> [問題 A]:
課題文のうち「シーズン当初の沢に求めるのは」から始まり「橋梁の姿を思い浮かばせる。」で終わる部分を、一字一句違えずに書き写すこと。

> [課題文]:
*-*-*

おもうち谷支谷・ 大藪谷〜 新百姓山    (2012.05-06)

■2012年5月、GW時期に緩み始める渓谷の水に誘われ心も体もソワソワしてくるのは沢屋さんの性分今年も沢始め神事の季節になりました。
 シーズン当初の沢に求めるのは 癒し・新緑・季節の花々・豊かな源流逍遥・・でしょう、こんな条件を満たしてくれるのは脊梁や祖母山系、
 大崩山系の渓谷でしょうか◎

 そんな中でも新緑とアケボノツツジとヒメシャラ・ブナの原生林を楽しめて、癒し系の沢と言えば・・
新百姓山界隈の谷ではないかな・・と、
 おもうち谷の支谷に興味が沸く♪ 以前遡行した第1支谷も癒し
の優しい谷だったが、その隣の「大藪谷」も中々面白そうな等高線を晒している。
 新百姓にスパッと抜ける
潔さも魅力だ。 前日は、おもうち谷本流側に前泊し早朝出発〜 さて何が出るかお楽しみ♪


■入渓地点はその昔、おもうち谷に架かっていたであろう沈下橋の地点。今ではもう朽ち果てて居て、かつての面影も無いが僅かに残るコンクリート部分が在りし日の
 橋梁の姿を思い浮かばせる。
ここから右岸に付けられた作業道を取って、真新しい堰堤を三つ越えた先から入渓〜さて始めますか◎
 入渓早々に釜付きの小滝が現れる。盛夏ならジャブジャブ浸かって正面突破にお手ごろの滝だが・・5月初旬の水は冷たい・10秒入っていると痺れそうになるので
 滝の右壁から巻き上がる。
しばらく遡行すると大きな二股、右股は規模の大きな斜滝で出合い、左股は直瀑布三段滝を落す。今回は山頂に近い左股に進路を取る。


■左股の三段滝 上部が見えないが壮観な滝姿である。               ■右股の斜滝連瀑帯・・ この上部にゴルジュらしい気配が・・次回のお楽しみ!?

*-*-*

> [入力エントリ]:
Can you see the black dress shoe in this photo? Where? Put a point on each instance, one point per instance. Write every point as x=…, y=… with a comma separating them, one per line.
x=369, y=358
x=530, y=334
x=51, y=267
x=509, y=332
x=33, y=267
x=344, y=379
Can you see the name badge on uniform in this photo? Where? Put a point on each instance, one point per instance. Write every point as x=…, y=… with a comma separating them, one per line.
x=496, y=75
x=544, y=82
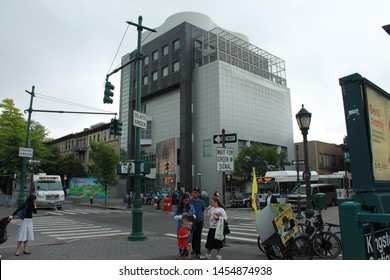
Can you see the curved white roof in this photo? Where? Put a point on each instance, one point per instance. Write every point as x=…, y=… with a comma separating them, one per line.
x=198, y=19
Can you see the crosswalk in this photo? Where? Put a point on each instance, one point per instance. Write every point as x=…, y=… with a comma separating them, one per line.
x=65, y=229
x=242, y=228
x=84, y=211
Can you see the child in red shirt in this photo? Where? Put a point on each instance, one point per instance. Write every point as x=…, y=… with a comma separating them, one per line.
x=182, y=239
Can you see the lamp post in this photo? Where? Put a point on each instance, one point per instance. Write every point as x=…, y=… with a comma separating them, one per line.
x=304, y=118
x=137, y=233
x=200, y=180
x=386, y=28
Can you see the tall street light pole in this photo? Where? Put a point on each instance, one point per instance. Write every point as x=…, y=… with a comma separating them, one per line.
x=386, y=28
x=21, y=197
x=304, y=118
x=137, y=233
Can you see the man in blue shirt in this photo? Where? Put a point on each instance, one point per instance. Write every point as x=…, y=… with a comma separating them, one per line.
x=199, y=212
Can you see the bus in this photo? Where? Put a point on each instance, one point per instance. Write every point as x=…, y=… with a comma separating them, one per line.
x=281, y=183
x=49, y=190
x=342, y=181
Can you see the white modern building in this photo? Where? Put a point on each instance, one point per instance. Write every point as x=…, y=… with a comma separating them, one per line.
x=198, y=79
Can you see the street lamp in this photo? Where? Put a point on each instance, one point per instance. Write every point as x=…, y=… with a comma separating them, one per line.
x=304, y=118
x=387, y=28
x=200, y=180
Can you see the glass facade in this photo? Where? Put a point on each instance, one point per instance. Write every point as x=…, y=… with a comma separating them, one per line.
x=219, y=44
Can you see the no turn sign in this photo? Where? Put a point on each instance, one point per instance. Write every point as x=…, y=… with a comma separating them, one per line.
x=225, y=159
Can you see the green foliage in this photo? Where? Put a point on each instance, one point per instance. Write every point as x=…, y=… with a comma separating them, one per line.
x=12, y=135
x=260, y=157
x=103, y=168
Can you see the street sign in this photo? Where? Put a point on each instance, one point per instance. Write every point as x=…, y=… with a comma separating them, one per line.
x=128, y=168
x=225, y=159
x=25, y=152
x=229, y=138
x=139, y=120
x=34, y=161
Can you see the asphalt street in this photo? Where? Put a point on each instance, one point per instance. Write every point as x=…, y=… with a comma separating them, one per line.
x=116, y=245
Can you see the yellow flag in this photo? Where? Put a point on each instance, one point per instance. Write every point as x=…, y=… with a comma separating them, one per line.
x=255, y=202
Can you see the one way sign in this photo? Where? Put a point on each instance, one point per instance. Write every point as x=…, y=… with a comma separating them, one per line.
x=229, y=138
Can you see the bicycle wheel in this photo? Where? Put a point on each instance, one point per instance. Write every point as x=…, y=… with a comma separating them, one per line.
x=327, y=245
x=301, y=248
x=273, y=252
x=260, y=245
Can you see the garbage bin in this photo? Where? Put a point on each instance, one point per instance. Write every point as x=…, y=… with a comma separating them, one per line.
x=168, y=204
x=320, y=201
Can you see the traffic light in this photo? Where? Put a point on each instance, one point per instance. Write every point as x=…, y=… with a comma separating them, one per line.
x=118, y=128
x=108, y=93
x=115, y=127
x=166, y=167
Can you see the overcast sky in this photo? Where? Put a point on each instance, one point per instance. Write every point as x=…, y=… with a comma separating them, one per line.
x=65, y=49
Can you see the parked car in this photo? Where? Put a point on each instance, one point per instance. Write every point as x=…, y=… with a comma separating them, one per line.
x=244, y=200
x=328, y=189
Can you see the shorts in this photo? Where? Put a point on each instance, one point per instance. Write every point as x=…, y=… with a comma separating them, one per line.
x=183, y=251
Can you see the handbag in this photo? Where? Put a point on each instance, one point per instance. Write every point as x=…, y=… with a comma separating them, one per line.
x=192, y=223
x=219, y=230
x=226, y=229
x=21, y=213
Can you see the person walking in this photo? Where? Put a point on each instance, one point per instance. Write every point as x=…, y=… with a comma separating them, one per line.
x=26, y=229
x=215, y=211
x=199, y=207
x=182, y=240
x=185, y=211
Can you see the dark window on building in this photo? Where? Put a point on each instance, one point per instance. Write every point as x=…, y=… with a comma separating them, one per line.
x=146, y=60
x=164, y=72
x=145, y=80
x=154, y=76
x=176, y=44
x=176, y=66
x=155, y=55
x=165, y=50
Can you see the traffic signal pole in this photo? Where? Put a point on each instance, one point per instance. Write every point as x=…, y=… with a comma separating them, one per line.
x=137, y=233
x=21, y=197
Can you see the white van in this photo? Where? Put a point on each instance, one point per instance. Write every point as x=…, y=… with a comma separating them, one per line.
x=49, y=190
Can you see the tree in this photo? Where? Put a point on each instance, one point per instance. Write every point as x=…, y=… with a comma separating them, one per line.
x=104, y=160
x=260, y=157
x=12, y=135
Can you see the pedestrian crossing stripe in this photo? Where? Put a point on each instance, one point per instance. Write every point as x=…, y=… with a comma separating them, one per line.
x=83, y=211
x=62, y=228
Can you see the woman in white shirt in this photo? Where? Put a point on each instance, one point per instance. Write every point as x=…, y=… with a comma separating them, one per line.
x=215, y=211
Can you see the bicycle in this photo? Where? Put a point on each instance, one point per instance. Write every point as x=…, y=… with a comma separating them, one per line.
x=324, y=242
x=296, y=248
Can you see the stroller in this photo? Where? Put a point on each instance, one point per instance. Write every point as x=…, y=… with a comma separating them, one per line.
x=3, y=230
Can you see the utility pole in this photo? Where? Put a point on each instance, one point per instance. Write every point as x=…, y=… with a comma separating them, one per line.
x=223, y=172
x=137, y=233
x=21, y=197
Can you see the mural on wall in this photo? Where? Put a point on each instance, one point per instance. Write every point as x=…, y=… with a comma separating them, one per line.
x=86, y=188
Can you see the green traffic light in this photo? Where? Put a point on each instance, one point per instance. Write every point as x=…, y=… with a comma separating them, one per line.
x=108, y=93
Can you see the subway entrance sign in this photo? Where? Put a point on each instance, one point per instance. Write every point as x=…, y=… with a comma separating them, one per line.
x=140, y=120
x=225, y=159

*-*-*

> [問題 B]:
エントリの最初から始まり、「x=84, y=211」を含む行まで（その行も含む）を、「入力」と「出力」の2列からなるCSVとして示すこと。エントリ1件を1行とし、各フィールドは引用符で囲んで改行を空白に置き換え、画像は含めないこと。

> [解答全文 A]:
シーズン当初の沢に求めるのは 癒し・新緑・季節の花々・豊かな源流逍遥・・でしょう、こんな条件を満たしてくれるのは脊梁や祖母山系、
 大崩山系の渓谷でしょうか◎

 そんな中でも新緑とアケボノツツジとヒメシャラ・ブナの原生林を楽しめて、癒し系の沢と言えば・・
新百姓山界隈の谷ではないかな・・と、
 おもうち谷の支谷に興味が沸く♪ 以前遡行した第1支谷も癒し
の優しい谷だったが、その隣の「大藪谷」も中々面白そうな等高線を晒している。
 新百姓にスパッと抜ける
潔さも魅力だ。 前日は、おもうち谷本流側に前泊し早朝出発〜 さて何が出るかお楽しみ♪


■入渓地点はその昔、おもうち谷に架かっていたであろう沈下橋の地点。今ではもう朽ち果てて居て、かつての面影も無いが僅かに残るコンクリート部分が在りし日の
 橋梁の姿を思い浮かばせる。

> [解答全文 B]:
入力,出力
"Can you see the black dress shoe in this photo? Where? Put a point on each instance, one point per instance. Write every point as x=…, y=… with a comma separating them, one per line.","x=369, y=358 x=530, y=334 x=51, y=267 x=509, y=332 x=33, y=267 x=344, y=379"
"Can you see the name badge on uniform in this photo? Where? Put a point on each instance, one point per instance. Write every point as x=…, y=… with a comma separating them, one per line.","x=496, y=75 x=544, y=82"
"Can you see the curved white roof in this photo? Where? Put a point on each instance, one point per instance. Write every point as x=…, y=… with a comma separating them, one per line.","x=198, y=19"
"Can you see the crosswalk in this photo? Where? Put a point on each instance, one point per instance. Write every point as x=…, y=… with a comma separating them, one per line.","x=65, y=229 x=242, y=228 x=84, y=211"